» **TEXT SECTION**

Unlike the previous book, which was solely narrated by Jane, this book alternates chapters between Jane and Katherine, which I liked - Katherine in this book rises from major secondary character to full-blown deuteragonist. Still, let's talk about Jane first. Remember what I was saying last time, about how your protagonist doesn't have to be a saint? I feel like Jane in this book is a good reflection of that. Per the first book, she was always blunt, practical, and no-nonsense, but after the fall of the town they were in, losing her lover, and surviving a shambler bite, Jane becomes 'the Devil's Bride', a legendary bounty hunter with a twisted sense of justice. She makes no secret of the fact that she prefers to deliver her bounties dead, and they aren't exactly in the best condition before she dispatches them. She drives people away because of her all-encompassing need for revenge. And yet, we as the audience have been with her for one and a half books at this point. We've grown to know and love her, and to understand what she's been through and why she becomes the person that she becomes in this book. So while her actions are less than ethical, we understand why she is doing them, and as such, she retains our sympathies. Which is a hard line to walk! It was entirely possible that Jane could have tipped over into being unlikeable here, but she doesn't, she keeps her charm and her wit and her charisma even when she's hit rock bottom. It's some neat writing.

» **SUPPLIED RECORDS**
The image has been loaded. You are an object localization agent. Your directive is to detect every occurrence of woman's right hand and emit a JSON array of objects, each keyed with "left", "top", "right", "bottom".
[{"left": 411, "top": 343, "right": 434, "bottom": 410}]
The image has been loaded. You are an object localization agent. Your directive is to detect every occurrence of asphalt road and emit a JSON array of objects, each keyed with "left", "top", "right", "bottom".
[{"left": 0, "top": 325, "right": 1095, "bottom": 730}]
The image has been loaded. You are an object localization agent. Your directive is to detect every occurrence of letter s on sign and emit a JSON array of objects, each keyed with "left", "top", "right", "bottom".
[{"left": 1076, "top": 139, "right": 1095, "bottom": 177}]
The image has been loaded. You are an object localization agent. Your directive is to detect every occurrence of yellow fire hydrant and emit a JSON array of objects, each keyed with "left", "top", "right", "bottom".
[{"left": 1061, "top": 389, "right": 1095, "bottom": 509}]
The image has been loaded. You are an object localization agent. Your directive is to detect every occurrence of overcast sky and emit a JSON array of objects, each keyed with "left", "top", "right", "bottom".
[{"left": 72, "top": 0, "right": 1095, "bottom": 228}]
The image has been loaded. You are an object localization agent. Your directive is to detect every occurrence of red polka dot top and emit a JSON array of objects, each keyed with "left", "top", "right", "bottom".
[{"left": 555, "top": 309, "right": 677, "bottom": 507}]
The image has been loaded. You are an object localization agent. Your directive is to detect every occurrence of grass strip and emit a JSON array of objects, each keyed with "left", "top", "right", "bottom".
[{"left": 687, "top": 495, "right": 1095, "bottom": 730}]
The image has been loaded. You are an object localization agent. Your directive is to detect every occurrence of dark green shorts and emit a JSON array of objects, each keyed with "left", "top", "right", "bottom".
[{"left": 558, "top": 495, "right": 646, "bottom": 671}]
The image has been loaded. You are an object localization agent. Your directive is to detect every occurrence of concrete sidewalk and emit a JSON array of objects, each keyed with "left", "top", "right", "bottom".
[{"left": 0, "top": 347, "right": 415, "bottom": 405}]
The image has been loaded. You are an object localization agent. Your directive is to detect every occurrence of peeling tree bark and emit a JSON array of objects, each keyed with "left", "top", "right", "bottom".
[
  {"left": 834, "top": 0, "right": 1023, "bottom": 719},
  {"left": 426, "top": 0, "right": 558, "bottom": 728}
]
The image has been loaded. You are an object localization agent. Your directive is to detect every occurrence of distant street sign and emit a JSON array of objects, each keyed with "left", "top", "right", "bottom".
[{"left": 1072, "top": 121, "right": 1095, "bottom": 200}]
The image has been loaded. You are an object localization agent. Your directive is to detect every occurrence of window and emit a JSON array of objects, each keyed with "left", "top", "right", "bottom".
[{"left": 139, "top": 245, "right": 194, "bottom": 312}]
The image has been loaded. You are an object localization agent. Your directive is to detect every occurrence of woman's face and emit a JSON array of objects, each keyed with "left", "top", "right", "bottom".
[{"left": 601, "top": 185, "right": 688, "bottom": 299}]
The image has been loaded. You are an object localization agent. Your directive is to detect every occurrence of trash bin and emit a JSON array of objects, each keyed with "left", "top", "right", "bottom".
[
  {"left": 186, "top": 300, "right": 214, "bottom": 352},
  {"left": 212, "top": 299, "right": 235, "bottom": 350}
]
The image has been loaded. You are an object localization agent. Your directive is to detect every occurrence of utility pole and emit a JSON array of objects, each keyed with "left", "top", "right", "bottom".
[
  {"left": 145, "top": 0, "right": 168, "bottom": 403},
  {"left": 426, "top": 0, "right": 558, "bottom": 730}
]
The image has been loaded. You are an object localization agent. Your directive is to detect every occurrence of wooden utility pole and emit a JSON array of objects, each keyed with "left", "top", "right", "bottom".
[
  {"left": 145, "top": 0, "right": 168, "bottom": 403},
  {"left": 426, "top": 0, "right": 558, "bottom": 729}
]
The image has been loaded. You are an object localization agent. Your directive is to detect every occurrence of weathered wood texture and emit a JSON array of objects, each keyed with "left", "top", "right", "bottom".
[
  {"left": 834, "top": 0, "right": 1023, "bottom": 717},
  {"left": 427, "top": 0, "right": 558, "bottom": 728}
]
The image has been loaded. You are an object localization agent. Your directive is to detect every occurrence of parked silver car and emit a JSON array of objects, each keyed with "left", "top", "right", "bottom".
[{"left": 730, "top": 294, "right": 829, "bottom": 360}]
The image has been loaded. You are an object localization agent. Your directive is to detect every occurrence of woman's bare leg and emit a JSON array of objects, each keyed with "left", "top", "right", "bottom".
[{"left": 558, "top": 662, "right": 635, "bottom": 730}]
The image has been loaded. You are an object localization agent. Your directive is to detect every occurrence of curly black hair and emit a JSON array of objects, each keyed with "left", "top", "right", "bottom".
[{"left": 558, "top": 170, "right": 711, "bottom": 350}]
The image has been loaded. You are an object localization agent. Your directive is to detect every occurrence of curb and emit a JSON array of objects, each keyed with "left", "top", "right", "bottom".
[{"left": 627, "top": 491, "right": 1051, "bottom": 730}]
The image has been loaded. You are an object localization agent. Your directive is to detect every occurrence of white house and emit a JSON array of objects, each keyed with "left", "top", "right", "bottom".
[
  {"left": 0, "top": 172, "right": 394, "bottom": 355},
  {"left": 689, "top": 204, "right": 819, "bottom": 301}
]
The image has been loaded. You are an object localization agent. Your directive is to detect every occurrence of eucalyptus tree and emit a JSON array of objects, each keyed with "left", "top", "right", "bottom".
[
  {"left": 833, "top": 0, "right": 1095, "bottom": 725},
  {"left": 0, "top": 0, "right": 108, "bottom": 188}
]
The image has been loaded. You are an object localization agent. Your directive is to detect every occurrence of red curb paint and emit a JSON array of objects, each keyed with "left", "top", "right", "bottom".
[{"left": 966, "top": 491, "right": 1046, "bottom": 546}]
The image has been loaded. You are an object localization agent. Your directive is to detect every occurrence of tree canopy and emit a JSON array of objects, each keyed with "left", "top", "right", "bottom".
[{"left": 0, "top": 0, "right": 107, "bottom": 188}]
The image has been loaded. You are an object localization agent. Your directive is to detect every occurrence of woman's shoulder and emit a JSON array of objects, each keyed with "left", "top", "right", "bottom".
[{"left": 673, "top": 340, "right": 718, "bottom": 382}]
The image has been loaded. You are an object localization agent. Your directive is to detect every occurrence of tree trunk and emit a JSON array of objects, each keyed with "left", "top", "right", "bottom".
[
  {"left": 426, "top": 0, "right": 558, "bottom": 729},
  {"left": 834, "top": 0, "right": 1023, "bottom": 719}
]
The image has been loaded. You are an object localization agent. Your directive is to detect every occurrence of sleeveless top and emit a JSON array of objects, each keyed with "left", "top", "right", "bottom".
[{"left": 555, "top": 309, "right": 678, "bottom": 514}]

» **ASSIGNMENT 1**
List the events that the book review says Jane went through before she became "the Devil's Bride".
» **ASSIGNMENT 2**
Carry the book review above forward from its last sentence.

» **EXPECTED OUTPUT 1**
- The fall of the town they were in
- Losing her lover
- Surviving a shambler bite

» **EXPECTED OUTPUT 2**
Meanwhile, Katherine gets narration for the first time here, and I really liked seeing her perspective. She interested me in the first book - a girl who can pass as white, who is nonetheless in danger from the racism endemic to this setting. She's prim and proper, but that's partially her training as an Attendant and partially a sort of respectability politics - she can be seen as being respectable, unlike Jane whose dark skin leads her to be dismissed by white society, and so she uses politeness and 'decency' as a shield. It's her armour, the same way that Jane's blunt and abrasive personality is her armour. Katherine walks a fine balance between trying to temper Jane's harshness and trying not to let herself go the same way, keep hold of all she knows herself to be in the face of immense trials. She reveals a bit more about herself; she's from New Orleans, the daughter of a sex worker who wanted nothing more than to be out of that environment. Now she's a killer of the undead, but she wants a quiet, settled life. In the turmoil that is the zombie-ridden US, who can blame her? She makes a perfect foil for Jane, just as stubborn and pig-headed but in a different direction, and she's very easy to love.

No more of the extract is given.